[[ Excerpted text, beginning ]]

ADHD Medications Do Not Cause Genetic Damage In Children
In contrast to recent findings, two of the most common medications used to treat attention deficit hyperactivity disorder (ADHD) do not appear to cause genetic damage in children who take them as prescribed, according to a new study by researchers at the National Institutes of Health (NIH) and Duke University Medical Center.
The study published online this month in the Journal of the American Academy of Child and Adolescent Psychiatry (JAACAP) provides new evidence that therapeutic doses of stimulant medications, such as methylphenidate and amphetamine, do not cause cytogenetic (chromosomal) damage in humans. The researchers looked at three measures of cytogenetic damage in white blood cells of each child participating in the study and found no evidence of any changes after three months of continuous treatment.
"This is good news for parents," said Kristine L. Witt, M.Sc., a genetic toxicologist at the National Institute of Environmental Health Sciences (NIEHS) and co-author on the study, which was funded through the Best Pharmaceuticals for Children Act by NIEHS and the Eunice Kennedy Shriver National Institute of Child Health and Human Development (NICHD), both parts of NIH. "Our results indicate that methylphenidate- and amphetamine-based products do not induce cytogenetic damage in children."
The researchers involved emphasize that the findings should not be interpreted as final proof of the long-term safety of stimulant drugs for the treatment of ADHD. "More research and close monitoring of children taking these medications for extended periods of time is needed to fully evaluate the physical and behavioral effects of prolonged treatment with stimulants," noted Scott H. Kollins, Ph.D., director of the Duke ADHD Program, where the study was conducted and a co-author of the paper.
ADHD is a disorder characterized by attention problems, impulsivity, and hyperactivity. About 3 to 5 percent of children in the United States have been diagnosed with the disorder, although several studies suggest 7 to 12 percent of children may be affected.

[[ Excerpted text, end ]]
[[ Data, beginning ]]

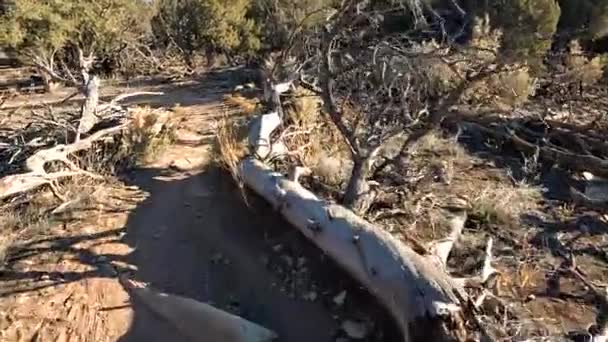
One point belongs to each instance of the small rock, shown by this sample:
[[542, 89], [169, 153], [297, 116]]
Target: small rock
[[354, 329], [340, 298], [310, 296], [217, 258], [107, 270], [288, 260]]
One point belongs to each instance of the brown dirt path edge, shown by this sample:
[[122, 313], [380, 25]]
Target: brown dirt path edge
[[63, 285], [176, 232]]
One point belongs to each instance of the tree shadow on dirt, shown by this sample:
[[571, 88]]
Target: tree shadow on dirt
[[197, 238], [194, 236]]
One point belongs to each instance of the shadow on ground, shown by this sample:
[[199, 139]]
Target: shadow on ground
[[187, 224]]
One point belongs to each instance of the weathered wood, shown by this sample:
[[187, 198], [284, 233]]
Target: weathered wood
[[36, 175], [415, 289], [88, 117], [197, 320]]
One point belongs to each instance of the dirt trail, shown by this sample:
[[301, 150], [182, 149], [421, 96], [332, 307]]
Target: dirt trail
[[188, 233]]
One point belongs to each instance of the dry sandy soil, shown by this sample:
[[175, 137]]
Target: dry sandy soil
[[180, 225]]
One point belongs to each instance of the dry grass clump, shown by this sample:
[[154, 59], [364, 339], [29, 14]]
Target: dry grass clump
[[438, 171], [579, 68], [317, 142], [230, 146]]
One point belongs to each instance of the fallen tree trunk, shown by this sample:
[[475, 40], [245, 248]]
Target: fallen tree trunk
[[36, 175], [197, 320], [416, 289]]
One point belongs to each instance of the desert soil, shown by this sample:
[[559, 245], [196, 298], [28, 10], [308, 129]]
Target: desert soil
[[180, 225]]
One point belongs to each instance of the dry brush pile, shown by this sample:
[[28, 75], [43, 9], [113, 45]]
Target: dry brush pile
[[53, 163], [393, 154]]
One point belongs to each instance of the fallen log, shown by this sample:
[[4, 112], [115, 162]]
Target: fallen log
[[196, 320], [36, 175], [416, 289]]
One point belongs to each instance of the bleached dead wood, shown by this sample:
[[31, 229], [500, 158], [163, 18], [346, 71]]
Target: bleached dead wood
[[197, 321], [36, 175], [88, 114], [416, 289]]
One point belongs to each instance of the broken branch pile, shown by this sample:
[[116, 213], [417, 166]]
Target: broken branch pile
[[49, 161], [415, 288]]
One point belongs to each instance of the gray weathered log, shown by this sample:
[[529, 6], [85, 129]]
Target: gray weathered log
[[415, 289], [199, 321], [89, 117]]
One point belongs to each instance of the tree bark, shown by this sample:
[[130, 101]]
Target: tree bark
[[89, 117], [197, 320], [357, 194], [415, 289]]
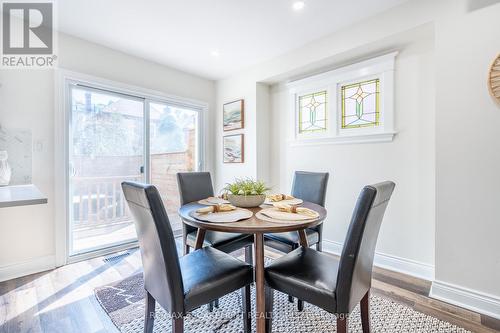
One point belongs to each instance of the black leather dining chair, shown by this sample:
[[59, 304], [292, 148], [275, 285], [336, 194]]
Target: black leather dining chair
[[335, 285], [308, 186], [180, 285], [195, 186]]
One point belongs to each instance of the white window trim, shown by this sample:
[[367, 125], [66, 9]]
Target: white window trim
[[63, 79], [381, 67]]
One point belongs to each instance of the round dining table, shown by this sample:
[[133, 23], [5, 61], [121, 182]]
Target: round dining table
[[258, 227]]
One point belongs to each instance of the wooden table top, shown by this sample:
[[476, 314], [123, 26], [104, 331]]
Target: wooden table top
[[252, 225]]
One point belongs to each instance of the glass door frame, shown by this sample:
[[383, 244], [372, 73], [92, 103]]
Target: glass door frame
[[66, 84]]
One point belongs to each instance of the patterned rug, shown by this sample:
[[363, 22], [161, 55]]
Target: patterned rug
[[124, 303]]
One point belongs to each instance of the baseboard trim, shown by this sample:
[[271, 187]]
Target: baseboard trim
[[390, 262], [27, 267], [466, 298]]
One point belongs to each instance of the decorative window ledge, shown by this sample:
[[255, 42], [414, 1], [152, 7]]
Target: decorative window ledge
[[338, 140], [352, 104]]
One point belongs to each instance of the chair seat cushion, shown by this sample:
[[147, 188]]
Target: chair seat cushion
[[306, 274], [292, 237], [208, 274], [224, 241]]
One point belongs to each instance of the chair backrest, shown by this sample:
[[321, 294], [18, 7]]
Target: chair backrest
[[310, 186], [162, 273], [194, 186], [356, 262]]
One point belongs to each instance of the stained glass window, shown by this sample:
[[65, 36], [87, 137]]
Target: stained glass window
[[312, 112], [361, 104]]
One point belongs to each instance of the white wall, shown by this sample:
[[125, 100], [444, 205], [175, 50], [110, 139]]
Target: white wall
[[444, 158], [408, 228], [407, 235], [468, 152], [27, 101]]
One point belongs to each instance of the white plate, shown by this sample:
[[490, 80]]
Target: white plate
[[223, 217], [292, 202], [212, 201], [276, 214]]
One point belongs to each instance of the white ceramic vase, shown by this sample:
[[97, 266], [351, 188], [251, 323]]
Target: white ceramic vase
[[5, 170]]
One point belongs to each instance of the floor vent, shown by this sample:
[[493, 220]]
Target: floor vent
[[116, 256]]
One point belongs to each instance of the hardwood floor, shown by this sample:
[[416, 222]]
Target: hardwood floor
[[62, 300]]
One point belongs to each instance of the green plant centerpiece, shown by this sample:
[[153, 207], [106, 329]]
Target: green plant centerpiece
[[246, 192]]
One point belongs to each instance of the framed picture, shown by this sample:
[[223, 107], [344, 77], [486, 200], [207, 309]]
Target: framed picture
[[233, 115], [234, 148]]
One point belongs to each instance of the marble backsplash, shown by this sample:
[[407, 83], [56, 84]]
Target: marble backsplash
[[19, 145]]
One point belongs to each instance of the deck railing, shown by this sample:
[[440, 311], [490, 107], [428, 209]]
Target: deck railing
[[99, 201]]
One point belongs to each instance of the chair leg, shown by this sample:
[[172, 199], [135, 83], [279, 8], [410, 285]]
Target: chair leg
[[177, 325], [249, 255], [247, 309], [365, 312], [342, 323], [300, 305], [149, 316], [184, 239], [269, 309]]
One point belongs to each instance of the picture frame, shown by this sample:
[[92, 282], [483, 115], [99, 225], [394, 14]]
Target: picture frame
[[233, 148], [233, 115]]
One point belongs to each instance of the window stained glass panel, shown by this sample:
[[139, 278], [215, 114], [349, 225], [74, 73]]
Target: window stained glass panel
[[361, 104], [313, 112]]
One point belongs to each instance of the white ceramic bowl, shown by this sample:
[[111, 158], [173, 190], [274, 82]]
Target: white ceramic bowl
[[246, 200]]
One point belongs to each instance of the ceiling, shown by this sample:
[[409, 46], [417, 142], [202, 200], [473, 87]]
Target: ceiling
[[210, 38]]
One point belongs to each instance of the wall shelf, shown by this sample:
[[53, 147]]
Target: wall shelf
[[21, 195]]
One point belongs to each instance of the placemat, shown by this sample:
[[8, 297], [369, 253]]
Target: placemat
[[223, 217]]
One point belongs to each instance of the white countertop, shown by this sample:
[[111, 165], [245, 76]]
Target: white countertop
[[21, 195]]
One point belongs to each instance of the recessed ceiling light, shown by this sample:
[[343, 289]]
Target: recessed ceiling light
[[298, 5]]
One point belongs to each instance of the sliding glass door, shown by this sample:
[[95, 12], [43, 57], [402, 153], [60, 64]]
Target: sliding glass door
[[107, 147], [174, 147], [115, 137]]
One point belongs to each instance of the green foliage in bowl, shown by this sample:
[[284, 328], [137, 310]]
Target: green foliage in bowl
[[246, 187]]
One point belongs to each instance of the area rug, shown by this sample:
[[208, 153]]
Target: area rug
[[124, 303]]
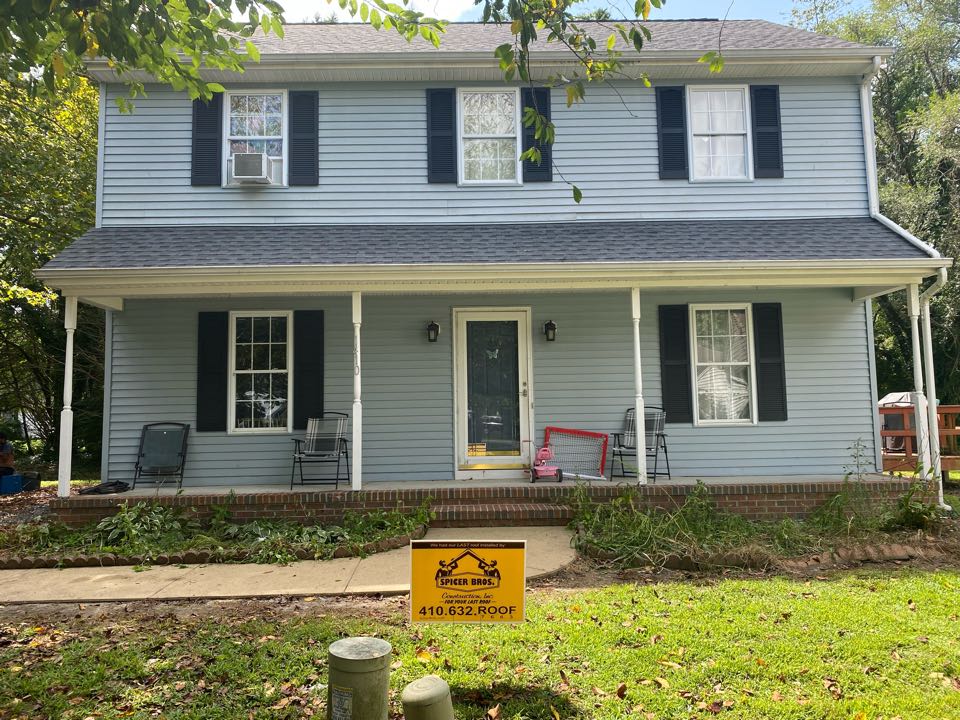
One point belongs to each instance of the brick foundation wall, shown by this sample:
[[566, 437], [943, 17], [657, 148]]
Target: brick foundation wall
[[522, 504]]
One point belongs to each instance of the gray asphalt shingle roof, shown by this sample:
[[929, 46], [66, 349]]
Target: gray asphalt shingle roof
[[184, 246], [668, 35]]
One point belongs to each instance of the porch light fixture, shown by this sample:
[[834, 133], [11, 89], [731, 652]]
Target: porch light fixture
[[550, 330]]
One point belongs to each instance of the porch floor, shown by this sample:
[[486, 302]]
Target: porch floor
[[284, 487]]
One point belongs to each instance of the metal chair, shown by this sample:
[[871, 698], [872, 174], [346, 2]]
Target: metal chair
[[162, 452], [625, 442], [324, 442]]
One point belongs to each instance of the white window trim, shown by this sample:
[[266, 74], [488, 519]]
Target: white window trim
[[232, 373], [518, 120], [693, 308], [747, 121], [225, 136]]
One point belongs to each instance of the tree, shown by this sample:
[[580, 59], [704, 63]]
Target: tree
[[917, 114], [48, 149]]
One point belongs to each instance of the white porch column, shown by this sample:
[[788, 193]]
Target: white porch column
[[357, 459], [66, 415], [921, 418], [638, 389], [933, 421]]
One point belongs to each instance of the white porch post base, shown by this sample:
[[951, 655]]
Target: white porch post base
[[356, 470], [66, 415], [638, 404], [66, 453]]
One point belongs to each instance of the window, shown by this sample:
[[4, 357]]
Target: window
[[723, 363], [719, 133], [489, 136], [257, 122], [260, 377]]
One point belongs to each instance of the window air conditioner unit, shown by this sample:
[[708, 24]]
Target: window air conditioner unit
[[252, 168]]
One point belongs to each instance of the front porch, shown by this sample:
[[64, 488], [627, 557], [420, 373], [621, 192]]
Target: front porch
[[465, 503]]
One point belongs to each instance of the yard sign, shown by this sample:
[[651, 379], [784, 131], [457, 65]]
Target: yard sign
[[467, 581]]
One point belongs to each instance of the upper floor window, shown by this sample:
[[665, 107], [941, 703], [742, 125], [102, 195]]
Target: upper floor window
[[719, 128], [489, 136], [256, 122], [723, 363]]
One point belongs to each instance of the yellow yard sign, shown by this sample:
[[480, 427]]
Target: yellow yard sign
[[467, 581]]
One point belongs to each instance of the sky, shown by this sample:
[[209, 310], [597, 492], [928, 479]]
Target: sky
[[774, 10]]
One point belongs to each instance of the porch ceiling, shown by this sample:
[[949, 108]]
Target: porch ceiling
[[109, 264]]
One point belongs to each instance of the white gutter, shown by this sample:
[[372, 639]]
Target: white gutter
[[870, 155]]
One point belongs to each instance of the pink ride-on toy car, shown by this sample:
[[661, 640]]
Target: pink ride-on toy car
[[542, 469]]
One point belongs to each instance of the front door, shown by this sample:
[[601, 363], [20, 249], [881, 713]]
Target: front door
[[492, 392]]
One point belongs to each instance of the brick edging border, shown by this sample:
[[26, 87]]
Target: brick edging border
[[195, 557]]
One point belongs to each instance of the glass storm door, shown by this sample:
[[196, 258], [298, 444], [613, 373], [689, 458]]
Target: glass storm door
[[493, 392]]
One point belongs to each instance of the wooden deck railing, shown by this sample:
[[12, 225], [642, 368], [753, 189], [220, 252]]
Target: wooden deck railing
[[900, 446]]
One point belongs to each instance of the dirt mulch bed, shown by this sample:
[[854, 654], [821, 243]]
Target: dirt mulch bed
[[26, 506], [195, 557]]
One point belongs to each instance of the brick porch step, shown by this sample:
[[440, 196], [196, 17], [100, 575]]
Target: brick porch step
[[515, 513]]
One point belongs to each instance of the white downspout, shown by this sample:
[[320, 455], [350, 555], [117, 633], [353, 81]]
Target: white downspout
[[933, 421], [920, 415], [870, 156], [638, 404], [66, 415], [356, 476]]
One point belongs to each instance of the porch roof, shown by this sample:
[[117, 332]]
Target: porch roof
[[438, 244]]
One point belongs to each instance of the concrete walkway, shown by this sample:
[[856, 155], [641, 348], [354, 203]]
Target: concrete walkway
[[548, 550]]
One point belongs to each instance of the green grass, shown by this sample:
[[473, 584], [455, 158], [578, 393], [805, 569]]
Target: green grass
[[631, 534], [864, 645]]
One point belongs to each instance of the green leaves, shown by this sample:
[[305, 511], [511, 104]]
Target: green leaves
[[715, 60]]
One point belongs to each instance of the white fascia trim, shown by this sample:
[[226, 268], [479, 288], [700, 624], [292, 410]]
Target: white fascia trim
[[870, 156], [101, 70]]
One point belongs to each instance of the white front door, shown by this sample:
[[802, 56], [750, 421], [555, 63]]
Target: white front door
[[493, 392]]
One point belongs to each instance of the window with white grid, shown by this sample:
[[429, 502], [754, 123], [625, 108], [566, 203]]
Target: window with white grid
[[489, 136], [723, 363], [255, 123], [260, 377], [719, 133]]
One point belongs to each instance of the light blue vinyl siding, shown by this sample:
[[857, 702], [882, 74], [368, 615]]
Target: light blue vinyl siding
[[373, 164], [584, 379]]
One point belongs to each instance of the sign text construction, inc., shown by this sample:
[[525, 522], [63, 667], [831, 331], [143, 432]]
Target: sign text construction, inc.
[[467, 581]]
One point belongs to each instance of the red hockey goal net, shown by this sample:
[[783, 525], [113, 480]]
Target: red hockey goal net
[[579, 453]]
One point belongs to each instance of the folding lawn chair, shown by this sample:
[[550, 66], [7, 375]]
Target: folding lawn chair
[[324, 442], [162, 453], [655, 440]]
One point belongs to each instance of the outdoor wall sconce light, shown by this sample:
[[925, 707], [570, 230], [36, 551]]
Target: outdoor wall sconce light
[[550, 330]]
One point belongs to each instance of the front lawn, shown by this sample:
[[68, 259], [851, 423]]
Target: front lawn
[[855, 646]]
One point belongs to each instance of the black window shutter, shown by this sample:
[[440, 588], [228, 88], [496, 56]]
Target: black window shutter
[[767, 135], [307, 366], [442, 135], [212, 354], [675, 363], [207, 146], [538, 98], [304, 146], [768, 351], [672, 132]]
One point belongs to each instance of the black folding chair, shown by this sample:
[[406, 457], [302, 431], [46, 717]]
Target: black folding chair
[[655, 440], [162, 453], [325, 442]]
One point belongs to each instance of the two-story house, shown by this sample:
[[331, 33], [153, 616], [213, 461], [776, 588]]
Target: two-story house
[[349, 227]]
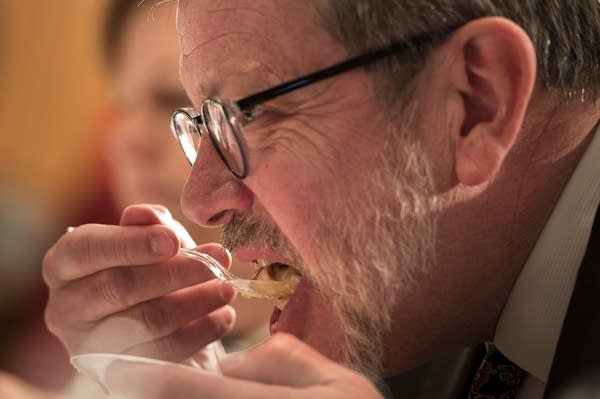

[[ Data, end ]]

Task to complete: Continue the article on ADHD medications and genetic damage, placed above the listing, from where it stops.

Response below:
The current study included 63 children, ranging from 6–12 years of age, who met full criteria for ADHD but who had not previously been treated with stimulant medications. Children in the study were divided into two groups and treated by a board-certified child psychiatrist with either methylphenidate (commercially available as Ritalin LA and Concerta) or with mixed amphetamine salts (Adderall and Adderall XR). Blood samples were taken before the medication was started to establish baseline values for the cytogenetic measures that were analyzed in the study, and a second sample was collected after three months of continuous treatment. Forty-seven children completed the full three-month treatment schedule.
The researchers found no significant differences between the two groups of children with regard to age, gender, race, body weight, height, or ADHD subtype. The groups also showed very similar ADHD symptom levels at initial screening and children in both groups responded equally well to the medication.
The researchers looked at three standard indicators of chromosomal damage: structural chromosomal aberrations (breaks in chromosomes), micronuclei (small nuclei consisting of chromosome fragments produced by breakage or whole chromosomes lost from the main nucleus after the cell divides), and sister chromatid exchanges (exchanges of genetic material between a pair of identical chromosomes). "We did not see any significant treatment-related increases in any of these three endpoints," said Donald R. Mattison, M.D., senior advisor to the director at NICHD. "These results add to a growing body of evidence that therapeutic levels of these medications do not damage chromosomes," he said.